EXERCISE INSTRUCTIONS
a - Can you write out, word for word, the stretch from "First, they bundled" through "work. What next?" in the essay on democracy and environmentalism below?
b - How would the essay on democracy and environmentalism below go on after its final paragraph? Write the next part.

PASSAGE FOR REVIEW
........

Democracy is based on the idea of the individual doing whatever they want. So what do we do when what we need to do is unpopular, and so we can’t get our society to uniformly adopt it because few want to do it?
In a time when most people are looking in the wrong direction, momentous events can pass without many noticing. In particular, if we’re used to outrageous public statements as publicity stunts, we assume any statement outside the safe is just another stunt.
James Lovelock, who knows a good many things, made such a momentous statement this week. He said:
“Even the best democracies agree that when a major war approaches, democracy must be put on hold for the time being. I have a feeling that climate change may be an issue as severe as a war. It may be necessary to put democracy on hold for a while.” – The Guardian
His point is that democracies are not going to respond well to disasters because the nature of democracies is empowering the individual to do whatever they want to do. And who wants to sacrifice their own comfort or possibly reproduction in order to do what’s right for the distant future? No one believes the great environmentocalypse is going to occur during their lifetime.
It’s like telling a class of sixth-graders that they can spend class however they really wish to, and there are no consequences, but they really should do their homework. Two goody-two-shoes kids do the homework, and then everybody else gets busy with the goofing off. If that class is a group project, everyone fails.
This makes a reversal for environmentalists. People have been telling us for over a century that, eventually, our reckless breeding, use of land and industrial pollution will wreck something. They’ve even told us that it’s wrecking our souls. Literature is full of such stuff, and if they find a way to make a video game out of it, the average voter might consider it.
Environmentalists recognized that this message went unheeded, so they followed the path of all things in a democracy or other individual/consumer-oriented society: they tried to make it appealing and at the same time threatening so people would pay attention.
First, they bundled environmentalism with off-the-shelf leftism, including the usual commitments to peace, diversity, the disadvantaged and so on. Then, they found a symbol for the sum total of our environmental damage and super-simplified that, coming up with global warming.
Of course, that bit them in the ass because when you offer a symbol as reality and your opposition — both the “screw the left” right and the “don’t make me get up off this couch” average voter — has the wherewithal to research it and debunk you or even hack your emails, you’ll lose. And they did.
So if you can imagine environmentalism like a great big board meeting, with a few known experts at one end of the room, the word went back up the table: that didn’t work. What next?
They realized at that point that their sexing up of their message had assimilated the message. Global warming failed as a meme because it was paired with typical leftist issues that end up penalizing the people most likely to care about the environment, namely Western middle-class moderates.

........

DATA SECTION

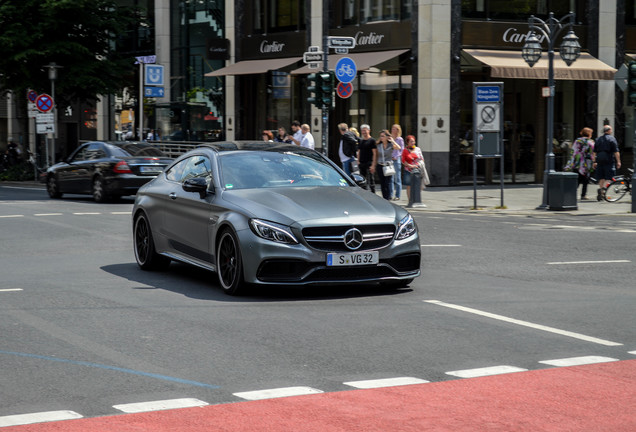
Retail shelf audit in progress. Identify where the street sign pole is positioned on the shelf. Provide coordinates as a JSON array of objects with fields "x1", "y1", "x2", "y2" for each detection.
[{"x1": 322, "y1": 32, "x2": 330, "y2": 156}]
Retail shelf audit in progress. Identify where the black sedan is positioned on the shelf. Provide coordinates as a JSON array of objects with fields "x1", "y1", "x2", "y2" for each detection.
[
  {"x1": 46, "y1": 141, "x2": 173, "y2": 202},
  {"x1": 132, "y1": 142, "x2": 420, "y2": 294}
]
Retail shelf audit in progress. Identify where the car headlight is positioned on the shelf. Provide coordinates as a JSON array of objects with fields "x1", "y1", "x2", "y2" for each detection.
[
  {"x1": 250, "y1": 219, "x2": 298, "y2": 244},
  {"x1": 395, "y1": 214, "x2": 417, "y2": 240}
]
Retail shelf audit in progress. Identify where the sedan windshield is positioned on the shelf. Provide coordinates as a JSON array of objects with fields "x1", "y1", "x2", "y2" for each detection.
[{"x1": 219, "y1": 151, "x2": 352, "y2": 189}]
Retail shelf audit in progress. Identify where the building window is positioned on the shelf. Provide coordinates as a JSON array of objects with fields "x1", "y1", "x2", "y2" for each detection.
[
  {"x1": 247, "y1": 0, "x2": 306, "y2": 34},
  {"x1": 462, "y1": 0, "x2": 586, "y2": 23}
]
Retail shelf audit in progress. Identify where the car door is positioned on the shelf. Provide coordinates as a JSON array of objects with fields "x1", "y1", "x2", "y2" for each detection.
[
  {"x1": 55, "y1": 144, "x2": 89, "y2": 193},
  {"x1": 162, "y1": 155, "x2": 213, "y2": 264}
]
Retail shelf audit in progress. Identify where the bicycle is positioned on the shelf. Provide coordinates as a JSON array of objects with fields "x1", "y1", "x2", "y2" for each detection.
[{"x1": 603, "y1": 168, "x2": 634, "y2": 202}]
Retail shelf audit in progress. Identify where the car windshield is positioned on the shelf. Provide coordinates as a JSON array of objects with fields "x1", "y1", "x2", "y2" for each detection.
[
  {"x1": 219, "y1": 151, "x2": 353, "y2": 189},
  {"x1": 108, "y1": 143, "x2": 166, "y2": 157}
]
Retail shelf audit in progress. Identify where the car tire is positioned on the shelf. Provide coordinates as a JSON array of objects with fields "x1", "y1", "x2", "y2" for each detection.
[
  {"x1": 46, "y1": 175, "x2": 62, "y2": 198},
  {"x1": 133, "y1": 214, "x2": 170, "y2": 270},
  {"x1": 216, "y1": 229, "x2": 244, "y2": 295},
  {"x1": 93, "y1": 176, "x2": 109, "y2": 203}
]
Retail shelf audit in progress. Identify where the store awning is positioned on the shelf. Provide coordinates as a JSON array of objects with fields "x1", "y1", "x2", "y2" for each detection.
[
  {"x1": 291, "y1": 49, "x2": 408, "y2": 75},
  {"x1": 205, "y1": 57, "x2": 302, "y2": 76},
  {"x1": 463, "y1": 49, "x2": 616, "y2": 81}
]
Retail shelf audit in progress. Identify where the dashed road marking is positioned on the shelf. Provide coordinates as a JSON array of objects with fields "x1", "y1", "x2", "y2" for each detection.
[
  {"x1": 446, "y1": 365, "x2": 528, "y2": 378},
  {"x1": 343, "y1": 377, "x2": 430, "y2": 389},
  {"x1": 539, "y1": 356, "x2": 618, "y2": 367},
  {"x1": 424, "y1": 300, "x2": 623, "y2": 346},
  {"x1": 232, "y1": 387, "x2": 324, "y2": 400},
  {"x1": 113, "y1": 398, "x2": 209, "y2": 414},
  {"x1": 546, "y1": 260, "x2": 631, "y2": 265},
  {"x1": 0, "y1": 411, "x2": 83, "y2": 427}
]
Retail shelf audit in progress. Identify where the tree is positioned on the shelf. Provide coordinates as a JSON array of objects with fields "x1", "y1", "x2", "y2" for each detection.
[{"x1": 0, "y1": 0, "x2": 142, "y2": 106}]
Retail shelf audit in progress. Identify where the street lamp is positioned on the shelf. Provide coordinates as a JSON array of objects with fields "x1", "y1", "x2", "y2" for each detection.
[
  {"x1": 521, "y1": 12, "x2": 581, "y2": 209},
  {"x1": 44, "y1": 62, "x2": 63, "y2": 165}
]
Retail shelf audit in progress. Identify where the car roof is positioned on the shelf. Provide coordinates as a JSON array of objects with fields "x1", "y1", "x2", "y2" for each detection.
[{"x1": 197, "y1": 141, "x2": 314, "y2": 153}]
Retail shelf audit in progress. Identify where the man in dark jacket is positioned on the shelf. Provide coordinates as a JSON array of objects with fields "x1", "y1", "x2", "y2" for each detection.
[
  {"x1": 338, "y1": 123, "x2": 358, "y2": 176},
  {"x1": 594, "y1": 125, "x2": 621, "y2": 201}
]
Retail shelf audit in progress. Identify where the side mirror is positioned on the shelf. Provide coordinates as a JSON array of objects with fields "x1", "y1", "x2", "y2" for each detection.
[
  {"x1": 183, "y1": 177, "x2": 208, "y2": 199},
  {"x1": 351, "y1": 174, "x2": 367, "y2": 189}
]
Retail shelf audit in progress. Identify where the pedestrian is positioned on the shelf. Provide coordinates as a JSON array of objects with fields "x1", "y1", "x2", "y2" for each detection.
[
  {"x1": 262, "y1": 129, "x2": 274, "y2": 142},
  {"x1": 298, "y1": 123, "x2": 315, "y2": 150},
  {"x1": 358, "y1": 124, "x2": 378, "y2": 193},
  {"x1": 402, "y1": 135, "x2": 426, "y2": 208},
  {"x1": 391, "y1": 124, "x2": 404, "y2": 201},
  {"x1": 291, "y1": 120, "x2": 303, "y2": 145},
  {"x1": 563, "y1": 127, "x2": 594, "y2": 200},
  {"x1": 338, "y1": 123, "x2": 358, "y2": 176},
  {"x1": 592, "y1": 125, "x2": 621, "y2": 201},
  {"x1": 376, "y1": 129, "x2": 399, "y2": 201},
  {"x1": 274, "y1": 126, "x2": 293, "y2": 144}
]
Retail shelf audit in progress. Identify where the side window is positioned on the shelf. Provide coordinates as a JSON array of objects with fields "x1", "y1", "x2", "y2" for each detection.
[
  {"x1": 166, "y1": 158, "x2": 191, "y2": 182},
  {"x1": 181, "y1": 156, "x2": 212, "y2": 182}
]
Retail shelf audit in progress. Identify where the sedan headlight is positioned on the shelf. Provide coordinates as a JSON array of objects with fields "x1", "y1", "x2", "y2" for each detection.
[
  {"x1": 250, "y1": 219, "x2": 298, "y2": 244},
  {"x1": 395, "y1": 214, "x2": 417, "y2": 240}
]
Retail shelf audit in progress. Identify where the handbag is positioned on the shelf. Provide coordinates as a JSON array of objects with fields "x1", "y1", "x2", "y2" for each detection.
[
  {"x1": 382, "y1": 148, "x2": 395, "y2": 177},
  {"x1": 382, "y1": 162, "x2": 395, "y2": 177}
]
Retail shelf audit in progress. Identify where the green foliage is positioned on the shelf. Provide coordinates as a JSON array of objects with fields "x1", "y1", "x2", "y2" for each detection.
[{"x1": 0, "y1": 0, "x2": 140, "y2": 105}]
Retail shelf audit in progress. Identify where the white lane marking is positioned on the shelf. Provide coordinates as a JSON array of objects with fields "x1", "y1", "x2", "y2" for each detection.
[
  {"x1": 0, "y1": 411, "x2": 83, "y2": 427},
  {"x1": 233, "y1": 387, "x2": 323, "y2": 400},
  {"x1": 539, "y1": 356, "x2": 618, "y2": 367},
  {"x1": 113, "y1": 398, "x2": 209, "y2": 414},
  {"x1": 424, "y1": 300, "x2": 623, "y2": 346},
  {"x1": 446, "y1": 365, "x2": 528, "y2": 378},
  {"x1": 546, "y1": 260, "x2": 631, "y2": 265},
  {"x1": 343, "y1": 377, "x2": 429, "y2": 389}
]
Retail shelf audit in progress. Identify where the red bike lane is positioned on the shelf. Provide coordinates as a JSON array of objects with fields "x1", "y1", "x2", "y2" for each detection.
[{"x1": 1, "y1": 360, "x2": 636, "y2": 432}]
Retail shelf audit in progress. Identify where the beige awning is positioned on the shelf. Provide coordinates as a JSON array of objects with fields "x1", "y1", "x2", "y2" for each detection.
[
  {"x1": 205, "y1": 57, "x2": 302, "y2": 76},
  {"x1": 291, "y1": 49, "x2": 408, "y2": 75},
  {"x1": 463, "y1": 49, "x2": 616, "y2": 81}
]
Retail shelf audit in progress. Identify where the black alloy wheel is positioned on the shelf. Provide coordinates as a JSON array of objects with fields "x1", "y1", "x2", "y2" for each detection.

........

PER-TASK ANSWERS
a -
First, they bundled environmentalism with off-the-shelf leftism, including the usual commitments to peace, diversity, the disadvantaged and so on. Then, they found a symbol for the sum total of our environmental damage and super-simplified that, coming up with global warming.
Of course, that bit them in the ass because when you offer a symbol as reality and your opposition — both the “screw the left” right and the “don’t make me get up off this couch” average voter — has the wherewithal to research it and debunk you or even hack your emails, you’ll lose. And they did.
So if you can imagine environmentalism like a great big board meeting, with a few known experts at one end of the room, the word went back up the table: that didn’t work. What next?

b -
Instead of the save-the-poor clause bringing more people into the debate, it took over the debate, and alienated plenty of people from the global warming jihad.
Now they’re trying another tactic. While the little people are freaking out about local transgressions against the environmental spirit, those who know the problem well are worried about pollution and overpopulation.
Pollution comes from people demanding products they don’t need, and the poor do it as much as the rich; overpopulation comes from people, most notably the poor, breeding whenever is convenient at higher than replacement levels.
You cannot fix these things without telling someone no. No you cannot have that SUV; no, you cannot have more than two (or one) children. No, you cannot have fast food in your nation. No, we won’t help you get public transport or industry. No to all new growth; no to all new humans; no to all new things that will help make more humans, or end disease or war so humans can grow.
You have to say no. And democracies, being based in the idea of individual equality, can’t say no. Who decides? the voices cry. Someone will be left out! Someone will be the winner, and someone the loser, and the whole point of equality is not to have winners and losers.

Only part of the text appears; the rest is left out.